:: Listing ::

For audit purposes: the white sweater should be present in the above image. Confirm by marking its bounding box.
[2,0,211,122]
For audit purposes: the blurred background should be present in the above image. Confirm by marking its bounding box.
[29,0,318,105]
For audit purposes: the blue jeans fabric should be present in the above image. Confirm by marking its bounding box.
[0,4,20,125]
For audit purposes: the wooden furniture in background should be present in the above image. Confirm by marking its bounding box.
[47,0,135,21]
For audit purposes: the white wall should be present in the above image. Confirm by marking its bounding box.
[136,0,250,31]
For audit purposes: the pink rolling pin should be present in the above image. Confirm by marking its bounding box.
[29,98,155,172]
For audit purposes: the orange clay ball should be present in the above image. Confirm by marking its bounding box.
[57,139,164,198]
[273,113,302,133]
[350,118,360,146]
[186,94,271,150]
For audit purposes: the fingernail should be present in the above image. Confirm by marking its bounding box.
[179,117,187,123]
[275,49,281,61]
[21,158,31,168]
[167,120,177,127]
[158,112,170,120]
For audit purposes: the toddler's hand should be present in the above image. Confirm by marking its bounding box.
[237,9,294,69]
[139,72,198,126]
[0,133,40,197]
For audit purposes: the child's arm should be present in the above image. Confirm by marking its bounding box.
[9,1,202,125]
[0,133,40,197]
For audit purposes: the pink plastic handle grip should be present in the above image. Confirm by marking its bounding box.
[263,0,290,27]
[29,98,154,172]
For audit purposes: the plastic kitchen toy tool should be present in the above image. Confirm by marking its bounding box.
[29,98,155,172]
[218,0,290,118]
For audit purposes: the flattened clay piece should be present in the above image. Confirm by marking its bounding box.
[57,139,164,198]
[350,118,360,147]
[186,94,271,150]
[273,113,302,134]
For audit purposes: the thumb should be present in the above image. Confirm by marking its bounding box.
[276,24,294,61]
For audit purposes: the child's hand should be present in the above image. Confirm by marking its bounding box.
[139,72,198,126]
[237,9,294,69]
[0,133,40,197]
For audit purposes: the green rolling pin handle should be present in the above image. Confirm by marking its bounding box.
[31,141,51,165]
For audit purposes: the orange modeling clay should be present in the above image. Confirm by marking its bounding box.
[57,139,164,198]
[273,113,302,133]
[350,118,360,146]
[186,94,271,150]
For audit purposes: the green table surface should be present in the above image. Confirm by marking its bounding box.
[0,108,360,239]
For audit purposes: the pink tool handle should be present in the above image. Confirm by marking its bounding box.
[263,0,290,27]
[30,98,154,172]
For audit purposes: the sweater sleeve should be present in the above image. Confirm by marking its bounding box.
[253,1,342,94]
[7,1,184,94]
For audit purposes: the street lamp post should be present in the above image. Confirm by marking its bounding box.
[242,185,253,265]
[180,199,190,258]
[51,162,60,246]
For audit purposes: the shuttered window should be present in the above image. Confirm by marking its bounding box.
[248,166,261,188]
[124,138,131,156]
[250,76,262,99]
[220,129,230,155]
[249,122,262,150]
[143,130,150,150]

:::

Edit the lines above so that "For audit purposes" becomes "For review purposes" each time it occurs, leaving every other word as it is.

For review purposes: the white sweater should be present in the above image. Confirm by marking its bounding box.
[2,0,211,122]
For review purposes: the blurred background should be present in the above image. Confirm by marking its bounding box.
[29,0,318,105]
For review purposes: the blue jeans fabric should be present in the above image. Confirm by marking its bounding box.
[0,4,20,125]
For review purposes: the wooden furniture in background should be present in the above image. Confirm by marking its bounding box.
[47,0,135,21]
For review purposes: the white wall should be present in the above image. Confirm by marking its bounding box.
[136,0,250,31]
For review purposes: the pink rolling pin should be present in the above image. Confirm by marking its bounding box.
[29,98,155,172]
For review purposes: the orange clay ball should be present in the above image. Confirm by marking its bounding box.
[57,139,164,198]
[273,113,302,133]
[350,118,360,146]
[186,94,271,150]
For review purposes: the fingernail should be present in the above image. Confirm by marking its bounding box.
[179,117,187,123]
[275,49,281,61]
[21,158,31,168]
[167,120,177,127]
[158,112,170,120]
For review purposes: the toddler's hand should be present in the above image. Confirm by marking its bounding box.
[237,9,294,69]
[139,72,198,126]
[0,133,40,197]
For review purposes: the child's arm should be present in the above image. Confirm by marking its bounding box.
[9,1,202,125]
[0,133,40,197]
For review purposes: the pink plastic handle grip should be present in the above image. Confirm by marking its bounding box.
[263,0,290,27]
[29,98,154,172]
For review purposes: the plastic kitchen toy tool should be present in the above image. Confirm by marking its bounding box.
[29,98,155,172]
[218,0,290,118]
For review purposes: the flattened clay piece should be present in the above image. Confirm by marking its bounding box.
[57,139,164,198]
[350,118,360,147]
[186,94,271,150]
[273,113,302,134]
For review purposes: the thumb should be present in the above image. Confirm by marking its bounding box.
[276,24,294,61]
For review purposes: the child's hand should be present in the above image. Confirm by marking its bounding box.
[139,72,198,126]
[237,9,294,69]
[0,133,40,197]
For review purposes: the green rolling pin handle should be present in the above image. Confirm by marking its bounding box.
[31,141,51,165]
For review purposes: the orange modeling clay should be present in the above image. Confirm by marking its bounding box.
[57,139,164,198]
[273,113,302,133]
[350,118,360,146]
[186,94,271,150]
For review purposes: the green table surface should be present in the above image. Confirm by marking its bounding box.
[0,108,360,239]
For review purposes: the pink tool handle should be present in the above image. Confirm by marking its bounding box.
[263,0,290,27]
[30,98,154,172]
For review purposes: the sweater sleeve should be present in the above image. Confirm by marking its bounding box.
[253,1,342,94]
[7,1,184,94]
For review purposes: the street lamp post should be present in the above image. Confirm by marking its bounding box.
[242,185,253,265]
[180,199,190,258]
[51,162,60,246]
For review purposes: the shuttered window should be present in the above image. Confirm by marking its bounding box.
[248,166,261,188]
[124,138,131,156]
[250,76,262,99]
[220,129,230,155]
[249,122,262,150]
[143,130,150,150]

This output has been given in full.